— START Exercise materials —

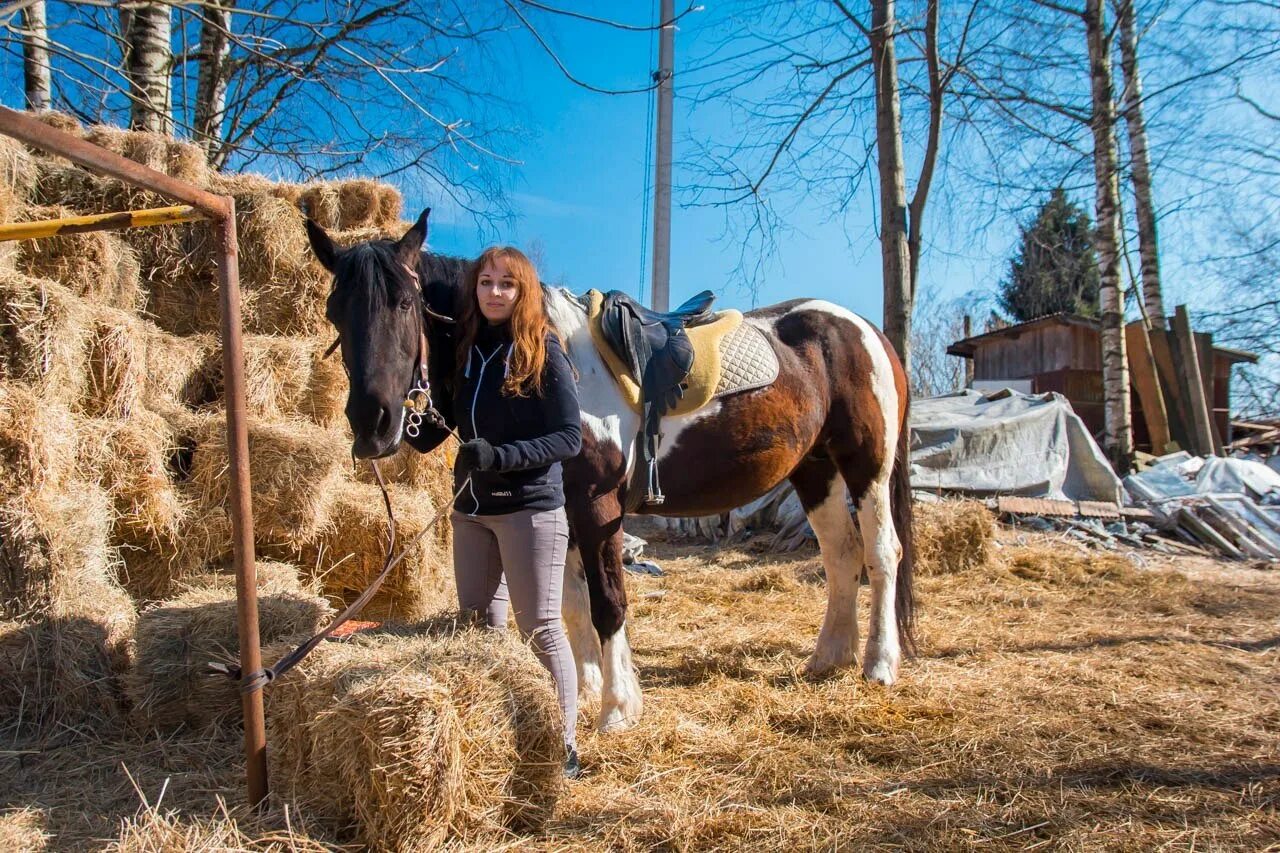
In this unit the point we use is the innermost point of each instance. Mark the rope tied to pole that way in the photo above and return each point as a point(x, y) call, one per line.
point(251, 682)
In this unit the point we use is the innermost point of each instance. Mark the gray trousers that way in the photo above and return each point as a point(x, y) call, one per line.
point(519, 559)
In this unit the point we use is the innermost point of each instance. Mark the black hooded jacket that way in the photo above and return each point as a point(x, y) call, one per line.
point(530, 436)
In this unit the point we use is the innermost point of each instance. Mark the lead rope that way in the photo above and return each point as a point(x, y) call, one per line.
point(260, 679)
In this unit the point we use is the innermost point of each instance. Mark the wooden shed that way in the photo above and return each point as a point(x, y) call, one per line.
point(1063, 352)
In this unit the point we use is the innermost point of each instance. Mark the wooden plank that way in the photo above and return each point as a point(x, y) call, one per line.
point(1146, 382)
point(1015, 505)
point(1175, 407)
point(1187, 364)
point(1098, 510)
point(99, 222)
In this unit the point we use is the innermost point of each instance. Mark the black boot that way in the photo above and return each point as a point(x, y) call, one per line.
point(572, 766)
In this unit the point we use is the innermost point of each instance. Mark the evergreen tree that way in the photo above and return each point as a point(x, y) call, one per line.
point(1056, 268)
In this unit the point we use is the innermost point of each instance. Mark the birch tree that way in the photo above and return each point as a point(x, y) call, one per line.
point(149, 37)
point(1118, 439)
point(37, 76)
point(213, 78)
point(1139, 165)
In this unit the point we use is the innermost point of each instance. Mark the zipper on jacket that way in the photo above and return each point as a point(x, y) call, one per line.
point(475, 398)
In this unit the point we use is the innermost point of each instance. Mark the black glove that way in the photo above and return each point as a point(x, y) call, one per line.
point(476, 455)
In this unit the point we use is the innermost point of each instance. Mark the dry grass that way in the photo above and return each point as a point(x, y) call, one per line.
point(169, 685)
point(97, 265)
point(951, 536)
point(415, 739)
point(1136, 711)
point(296, 473)
point(284, 378)
point(22, 830)
point(44, 337)
point(348, 553)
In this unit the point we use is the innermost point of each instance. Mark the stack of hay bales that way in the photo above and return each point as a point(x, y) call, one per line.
point(112, 436)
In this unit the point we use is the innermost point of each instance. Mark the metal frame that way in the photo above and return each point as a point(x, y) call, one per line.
point(220, 213)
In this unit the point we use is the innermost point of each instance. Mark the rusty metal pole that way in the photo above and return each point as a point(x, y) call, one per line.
point(241, 505)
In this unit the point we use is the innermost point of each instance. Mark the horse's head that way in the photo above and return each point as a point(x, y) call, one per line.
point(378, 310)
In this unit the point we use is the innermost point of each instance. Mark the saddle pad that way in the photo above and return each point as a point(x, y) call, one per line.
point(748, 361)
point(704, 379)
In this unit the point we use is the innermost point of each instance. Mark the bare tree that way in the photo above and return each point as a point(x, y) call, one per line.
point(35, 56)
point(896, 261)
point(213, 78)
point(1118, 437)
point(149, 35)
point(1139, 167)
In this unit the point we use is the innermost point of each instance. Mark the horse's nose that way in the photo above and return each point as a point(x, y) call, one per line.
point(384, 422)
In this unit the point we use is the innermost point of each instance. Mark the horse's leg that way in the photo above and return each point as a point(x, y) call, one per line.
point(599, 529)
point(882, 553)
point(822, 495)
point(576, 610)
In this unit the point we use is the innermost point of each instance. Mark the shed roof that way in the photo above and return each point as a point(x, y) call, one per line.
point(965, 347)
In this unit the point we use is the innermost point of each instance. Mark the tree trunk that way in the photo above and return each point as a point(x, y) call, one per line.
point(149, 28)
point(1115, 368)
point(35, 56)
point(895, 252)
point(1144, 208)
point(920, 196)
point(213, 80)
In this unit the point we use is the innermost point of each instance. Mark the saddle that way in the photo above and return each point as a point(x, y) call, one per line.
point(664, 363)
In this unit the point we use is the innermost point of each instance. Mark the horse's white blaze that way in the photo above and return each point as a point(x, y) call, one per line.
point(576, 611)
point(621, 702)
point(881, 546)
point(842, 561)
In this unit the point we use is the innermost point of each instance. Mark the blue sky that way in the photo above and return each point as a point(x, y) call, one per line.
point(580, 191)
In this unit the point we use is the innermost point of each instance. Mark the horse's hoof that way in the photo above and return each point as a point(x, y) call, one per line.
point(881, 673)
point(615, 720)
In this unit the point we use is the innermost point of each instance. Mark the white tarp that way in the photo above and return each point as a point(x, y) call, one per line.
point(1008, 443)
point(1034, 446)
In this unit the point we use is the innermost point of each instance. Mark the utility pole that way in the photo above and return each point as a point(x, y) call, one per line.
point(661, 287)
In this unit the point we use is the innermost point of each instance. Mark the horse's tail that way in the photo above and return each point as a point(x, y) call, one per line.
point(900, 503)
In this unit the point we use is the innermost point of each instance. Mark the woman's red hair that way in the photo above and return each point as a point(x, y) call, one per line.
point(529, 322)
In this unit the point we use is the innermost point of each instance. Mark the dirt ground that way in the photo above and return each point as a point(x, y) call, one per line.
point(1060, 699)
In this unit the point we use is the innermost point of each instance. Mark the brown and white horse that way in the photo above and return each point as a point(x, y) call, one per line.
point(833, 424)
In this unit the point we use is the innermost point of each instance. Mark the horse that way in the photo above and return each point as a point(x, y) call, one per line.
point(833, 423)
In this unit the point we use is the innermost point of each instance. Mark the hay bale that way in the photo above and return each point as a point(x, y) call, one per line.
point(177, 373)
point(96, 264)
point(296, 474)
point(951, 536)
point(71, 625)
point(117, 374)
point(22, 830)
point(137, 460)
point(54, 547)
point(416, 739)
point(286, 287)
point(181, 160)
point(286, 378)
point(37, 441)
point(169, 685)
point(44, 336)
point(348, 553)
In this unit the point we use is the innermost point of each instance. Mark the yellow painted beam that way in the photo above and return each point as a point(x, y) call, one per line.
point(99, 222)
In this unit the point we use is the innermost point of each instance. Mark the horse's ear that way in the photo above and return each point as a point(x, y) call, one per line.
point(411, 243)
point(323, 246)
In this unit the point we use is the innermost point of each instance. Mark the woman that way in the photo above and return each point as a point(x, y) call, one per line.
point(516, 404)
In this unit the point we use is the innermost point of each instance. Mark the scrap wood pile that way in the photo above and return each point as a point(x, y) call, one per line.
point(1228, 505)
point(114, 529)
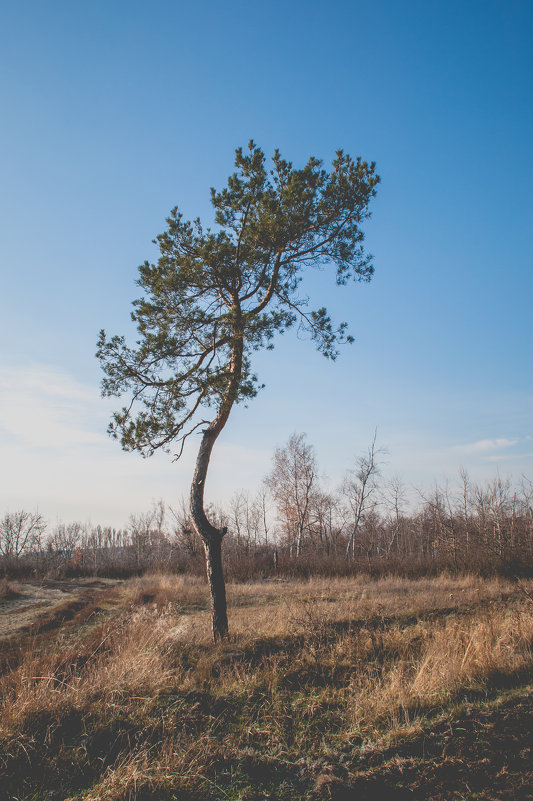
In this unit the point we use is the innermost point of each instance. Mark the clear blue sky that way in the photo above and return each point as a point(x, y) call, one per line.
point(115, 112)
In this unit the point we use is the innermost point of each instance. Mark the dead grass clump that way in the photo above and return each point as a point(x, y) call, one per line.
point(436, 662)
point(128, 657)
point(172, 765)
point(8, 589)
point(185, 593)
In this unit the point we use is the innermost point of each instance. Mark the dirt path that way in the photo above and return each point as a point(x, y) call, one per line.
point(40, 606)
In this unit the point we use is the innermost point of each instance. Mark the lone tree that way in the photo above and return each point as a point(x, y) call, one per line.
point(215, 296)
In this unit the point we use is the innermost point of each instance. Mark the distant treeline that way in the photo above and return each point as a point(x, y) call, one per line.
point(292, 527)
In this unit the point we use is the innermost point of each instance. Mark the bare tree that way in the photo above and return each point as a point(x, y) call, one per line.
point(292, 483)
point(358, 488)
point(19, 532)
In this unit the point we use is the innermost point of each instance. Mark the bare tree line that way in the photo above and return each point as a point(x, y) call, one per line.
point(293, 525)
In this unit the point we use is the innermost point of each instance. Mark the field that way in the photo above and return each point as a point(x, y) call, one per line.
point(327, 689)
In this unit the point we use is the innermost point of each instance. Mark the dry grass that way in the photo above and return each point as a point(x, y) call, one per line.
point(311, 668)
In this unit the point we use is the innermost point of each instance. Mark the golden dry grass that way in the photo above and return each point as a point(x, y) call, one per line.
point(310, 666)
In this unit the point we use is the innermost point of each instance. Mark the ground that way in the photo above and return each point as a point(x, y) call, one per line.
point(345, 689)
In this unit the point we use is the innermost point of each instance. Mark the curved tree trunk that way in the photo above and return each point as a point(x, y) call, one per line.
point(210, 535)
point(211, 539)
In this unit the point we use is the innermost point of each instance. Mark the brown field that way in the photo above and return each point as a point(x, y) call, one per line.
point(326, 689)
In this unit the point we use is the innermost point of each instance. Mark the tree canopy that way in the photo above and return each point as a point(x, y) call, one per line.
point(240, 281)
point(217, 294)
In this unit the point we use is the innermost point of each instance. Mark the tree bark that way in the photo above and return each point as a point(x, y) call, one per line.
point(210, 535)
point(217, 587)
point(211, 539)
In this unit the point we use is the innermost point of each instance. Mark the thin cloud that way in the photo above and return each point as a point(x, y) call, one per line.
point(486, 445)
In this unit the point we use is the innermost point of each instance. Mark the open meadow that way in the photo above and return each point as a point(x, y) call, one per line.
point(340, 688)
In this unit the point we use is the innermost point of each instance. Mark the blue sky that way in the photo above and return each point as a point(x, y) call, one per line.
point(115, 112)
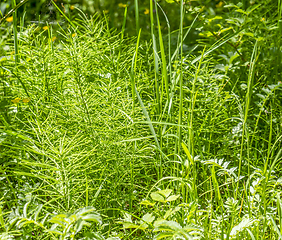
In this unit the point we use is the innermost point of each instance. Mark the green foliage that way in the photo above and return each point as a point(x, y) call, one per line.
point(187, 124)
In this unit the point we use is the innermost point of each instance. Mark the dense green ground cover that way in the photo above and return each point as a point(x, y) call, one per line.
point(108, 137)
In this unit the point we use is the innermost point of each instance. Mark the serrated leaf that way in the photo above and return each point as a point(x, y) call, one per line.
point(129, 225)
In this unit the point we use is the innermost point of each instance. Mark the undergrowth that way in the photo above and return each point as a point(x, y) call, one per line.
point(106, 137)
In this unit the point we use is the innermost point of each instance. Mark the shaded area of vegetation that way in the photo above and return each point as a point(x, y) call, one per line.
point(107, 136)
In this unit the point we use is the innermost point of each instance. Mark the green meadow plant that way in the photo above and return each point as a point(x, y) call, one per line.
point(108, 137)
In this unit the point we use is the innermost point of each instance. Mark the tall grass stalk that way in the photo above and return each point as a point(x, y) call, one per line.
point(246, 112)
point(156, 59)
point(137, 16)
point(179, 133)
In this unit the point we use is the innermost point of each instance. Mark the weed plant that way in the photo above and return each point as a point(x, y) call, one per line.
point(106, 137)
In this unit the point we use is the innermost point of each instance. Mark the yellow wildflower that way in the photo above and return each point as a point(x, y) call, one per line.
point(147, 11)
point(122, 5)
point(9, 19)
point(219, 5)
point(16, 100)
point(26, 100)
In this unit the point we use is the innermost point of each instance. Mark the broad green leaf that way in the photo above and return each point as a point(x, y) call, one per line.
point(129, 225)
point(148, 217)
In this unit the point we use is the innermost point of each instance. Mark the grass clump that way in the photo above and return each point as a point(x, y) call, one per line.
point(105, 137)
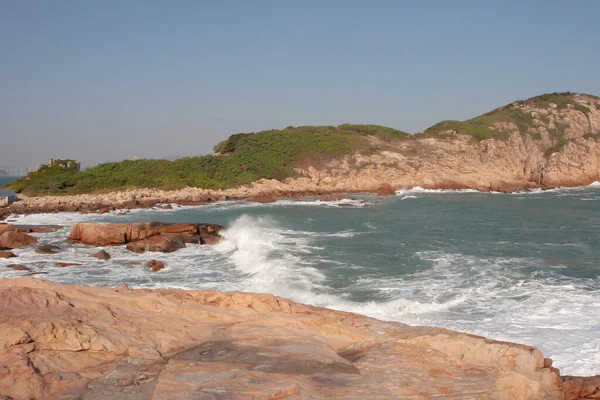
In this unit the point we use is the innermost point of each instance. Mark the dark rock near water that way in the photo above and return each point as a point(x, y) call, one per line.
point(38, 228)
point(102, 255)
point(161, 243)
point(154, 265)
point(18, 267)
point(66, 264)
point(11, 239)
point(145, 236)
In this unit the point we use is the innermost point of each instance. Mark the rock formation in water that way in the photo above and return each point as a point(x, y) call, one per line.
point(145, 236)
point(80, 342)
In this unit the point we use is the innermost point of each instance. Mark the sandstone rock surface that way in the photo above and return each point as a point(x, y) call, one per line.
point(11, 239)
point(102, 255)
point(7, 254)
point(48, 249)
point(100, 234)
point(67, 341)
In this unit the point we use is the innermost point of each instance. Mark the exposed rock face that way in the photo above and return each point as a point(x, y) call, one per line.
point(61, 264)
point(102, 255)
point(48, 249)
point(154, 265)
point(38, 228)
point(144, 235)
point(7, 254)
point(172, 344)
point(18, 267)
point(160, 243)
point(11, 239)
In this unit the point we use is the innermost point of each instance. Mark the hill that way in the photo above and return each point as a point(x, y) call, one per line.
point(514, 143)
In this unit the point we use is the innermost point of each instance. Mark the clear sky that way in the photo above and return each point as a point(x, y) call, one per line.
point(109, 80)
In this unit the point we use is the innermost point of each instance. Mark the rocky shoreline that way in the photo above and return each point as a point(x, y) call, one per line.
point(264, 191)
point(79, 342)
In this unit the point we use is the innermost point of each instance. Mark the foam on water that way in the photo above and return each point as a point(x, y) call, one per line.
point(505, 298)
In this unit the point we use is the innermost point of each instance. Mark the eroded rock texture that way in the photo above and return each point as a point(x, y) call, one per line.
point(70, 342)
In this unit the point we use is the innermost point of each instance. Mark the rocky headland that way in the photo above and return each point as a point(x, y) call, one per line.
point(545, 142)
point(80, 342)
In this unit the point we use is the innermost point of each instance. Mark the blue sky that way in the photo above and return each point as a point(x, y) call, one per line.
point(109, 80)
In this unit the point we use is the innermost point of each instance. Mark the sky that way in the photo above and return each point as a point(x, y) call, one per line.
point(108, 80)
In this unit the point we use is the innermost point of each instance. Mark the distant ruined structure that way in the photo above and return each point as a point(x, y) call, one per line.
point(61, 163)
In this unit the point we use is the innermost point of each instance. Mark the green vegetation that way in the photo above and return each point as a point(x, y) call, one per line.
point(274, 154)
point(481, 127)
point(242, 158)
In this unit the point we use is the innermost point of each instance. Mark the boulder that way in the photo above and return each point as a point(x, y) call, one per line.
point(261, 198)
point(48, 249)
point(102, 255)
point(162, 243)
point(38, 229)
point(18, 267)
point(99, 234)
point(154, 265)
point(7, 228)
point(385, 189)
point(66, 264)
point(7, 254)
point(12, 239)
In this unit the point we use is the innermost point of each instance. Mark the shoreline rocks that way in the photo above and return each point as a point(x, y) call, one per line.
point(145, 236)
point(246, 346)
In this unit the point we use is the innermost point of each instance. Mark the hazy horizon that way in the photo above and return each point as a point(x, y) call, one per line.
point(108, 81)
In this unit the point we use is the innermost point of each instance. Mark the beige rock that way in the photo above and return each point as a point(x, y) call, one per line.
point(13, 240)
point(7, 254)
point(48, 249)
point(100, 343)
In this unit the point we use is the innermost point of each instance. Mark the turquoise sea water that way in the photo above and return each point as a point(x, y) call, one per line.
point(520, 267)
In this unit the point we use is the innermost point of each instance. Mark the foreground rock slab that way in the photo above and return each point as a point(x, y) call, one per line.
point(67, 342)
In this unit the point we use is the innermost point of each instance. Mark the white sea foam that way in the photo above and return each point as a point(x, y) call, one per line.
point(494, 297)
point(418, 189)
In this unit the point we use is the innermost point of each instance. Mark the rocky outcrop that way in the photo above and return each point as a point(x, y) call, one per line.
point(145, 236)
point(86, 342)
point(48, 249)
point(160, 243)
point(102, 255)
point(11, 239)
point(7, 254)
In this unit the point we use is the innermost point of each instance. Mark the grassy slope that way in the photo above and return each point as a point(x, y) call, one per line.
point(242, 158)
point(247, 157)
point(480, 127)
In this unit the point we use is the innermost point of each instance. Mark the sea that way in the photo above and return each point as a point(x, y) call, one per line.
point(521, 267)
point(5, 180)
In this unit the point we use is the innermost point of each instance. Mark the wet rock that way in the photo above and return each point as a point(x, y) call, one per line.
point(154, 265)
point(7, 254)
point(262, 198)
point(12, 239)
point(162, 243)
point(48, 249)
point(99, 234)
point(102, 255)
point(175, 344)
point(38, 228)
point(18, 267)
point(385, 189)
point(67, 264)
point(7, 228)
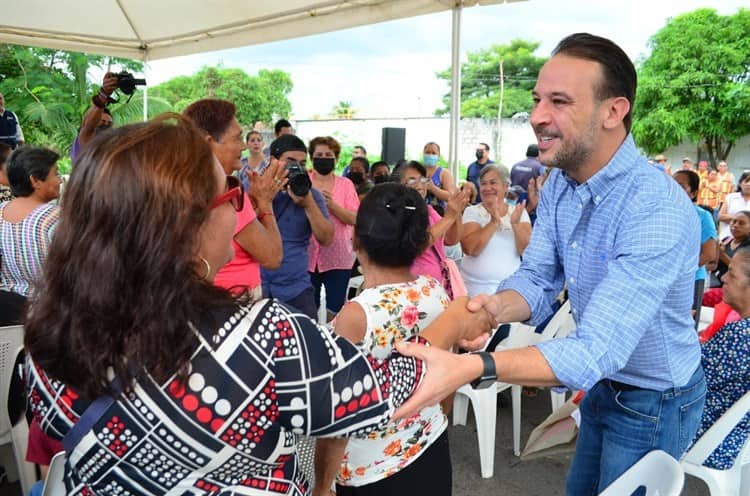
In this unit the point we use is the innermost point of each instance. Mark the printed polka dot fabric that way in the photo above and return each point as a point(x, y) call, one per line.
point(726, 363)
point(254, 382)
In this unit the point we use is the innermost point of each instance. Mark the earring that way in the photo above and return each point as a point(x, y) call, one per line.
point(208, 267)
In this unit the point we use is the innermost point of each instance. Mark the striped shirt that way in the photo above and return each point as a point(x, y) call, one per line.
point(626, 244)
point(24, 246)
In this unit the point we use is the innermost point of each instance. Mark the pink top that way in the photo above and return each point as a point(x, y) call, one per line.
point(339, 254)
point(243, 271)
point(429, 263)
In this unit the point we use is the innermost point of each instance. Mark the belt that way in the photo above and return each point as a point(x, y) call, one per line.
point(621, 386)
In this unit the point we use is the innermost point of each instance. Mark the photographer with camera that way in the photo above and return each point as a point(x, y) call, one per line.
point(98, 117)
point(300, 211)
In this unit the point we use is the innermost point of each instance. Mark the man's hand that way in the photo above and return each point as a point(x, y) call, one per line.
point(446, 372)
point(263, 187)
point(456, 203)
point(109, 83)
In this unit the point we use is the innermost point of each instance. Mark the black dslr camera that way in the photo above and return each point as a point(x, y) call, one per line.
point(127, 83)
point(299, 182)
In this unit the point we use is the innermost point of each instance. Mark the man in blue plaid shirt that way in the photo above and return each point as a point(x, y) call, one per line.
point(624, 239)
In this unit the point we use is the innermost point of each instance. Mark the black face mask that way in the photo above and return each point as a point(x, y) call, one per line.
point(323, 166)
point(356, 177)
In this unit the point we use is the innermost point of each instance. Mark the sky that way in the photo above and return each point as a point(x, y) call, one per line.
point(388, 69)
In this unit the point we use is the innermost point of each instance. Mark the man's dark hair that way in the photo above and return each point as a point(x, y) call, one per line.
point(362, 160)
point(618, 73)
point(286, 143)
point(693, 179)
point(281, 123)
point(27, 162)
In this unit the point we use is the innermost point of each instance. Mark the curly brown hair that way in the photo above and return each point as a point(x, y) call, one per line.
point(121, 286)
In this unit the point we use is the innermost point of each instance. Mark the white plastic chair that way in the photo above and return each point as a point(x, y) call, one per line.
point(731, 482)
point(54, 485)
point(16, 436)
point(484, 401)
point(657, 471)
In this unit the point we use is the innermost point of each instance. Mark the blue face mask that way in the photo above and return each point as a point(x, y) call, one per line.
point(429, 159)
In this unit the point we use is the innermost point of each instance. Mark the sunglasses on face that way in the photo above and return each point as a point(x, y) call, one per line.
point(232, 194)
point(417, 180)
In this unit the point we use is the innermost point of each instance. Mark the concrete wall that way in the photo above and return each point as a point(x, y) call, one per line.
point(517, 135)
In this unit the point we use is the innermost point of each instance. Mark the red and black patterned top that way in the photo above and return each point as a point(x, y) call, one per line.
point(255, 382)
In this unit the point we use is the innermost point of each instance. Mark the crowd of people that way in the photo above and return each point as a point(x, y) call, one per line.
point(170, 299)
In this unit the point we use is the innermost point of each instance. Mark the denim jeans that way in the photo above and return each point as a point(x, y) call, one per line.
point(619, 425)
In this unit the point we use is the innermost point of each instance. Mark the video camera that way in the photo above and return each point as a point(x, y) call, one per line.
point(127, 83)
point(299, 182)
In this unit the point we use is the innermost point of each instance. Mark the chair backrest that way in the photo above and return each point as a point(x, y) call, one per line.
point(560, 325)
point(657, 471)
point(11, 344)
point(710, 439)
point(54, 485)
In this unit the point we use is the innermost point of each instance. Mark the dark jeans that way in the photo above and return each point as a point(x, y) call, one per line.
point(430, 474)
point(336, 282)
point(621, 423)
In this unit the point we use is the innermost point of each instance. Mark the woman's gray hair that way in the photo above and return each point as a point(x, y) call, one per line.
point(499, 169)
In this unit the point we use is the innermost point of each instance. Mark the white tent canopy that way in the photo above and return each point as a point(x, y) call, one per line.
point(156, 29)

— END Exercise materials —

- **Exercise objective**: Copy the stretch of the listing above from the line containing "Mark the sea" through the line containing "point(24, 246)", both ends included, reproducing each line word for word. Leave the pictures out of your copy.

- **Result of the exercise**:
In this unit the point we use is the innermost point of each instance. Mark the sea that way in the photo above and return each point as a point(x, y) call, one per line.
point(521, 267)
point(5, 180)
In this unit the point we use is the innermost point of each instance. Mark the wet rock that way in the photo above and return each point as a point(x, y) call, one per line.
point(154, 265)
point(7, 254)
point(262, 198)
point(12, 239)
point(162, 243)
point(48, 249)
point(99, 234)
point(102, 255)
point(175, 344)
point(38, 228)
point(18, 267)
point(385, 189)
point(67, 264)
point(7, 228)
In this unit the point we use is the innermost point of each instance. Mark the printed polka dot fabric that way in the photo above and return each point as a point(x, y) call, one per line.
point(726, 363)
point(254, 382)
In this unit the point we use is the innermost point of each instance. Mark the earring that way in the photo above and return each point as a point(x, y) call, one per line.
point(208, 267)
In this unit the point we use is the innermost point of each instance. Mark the striped shirt that way in the photo above and return each point as a point(x, y) call, one per line.
point(626, 244)
point(24, 246)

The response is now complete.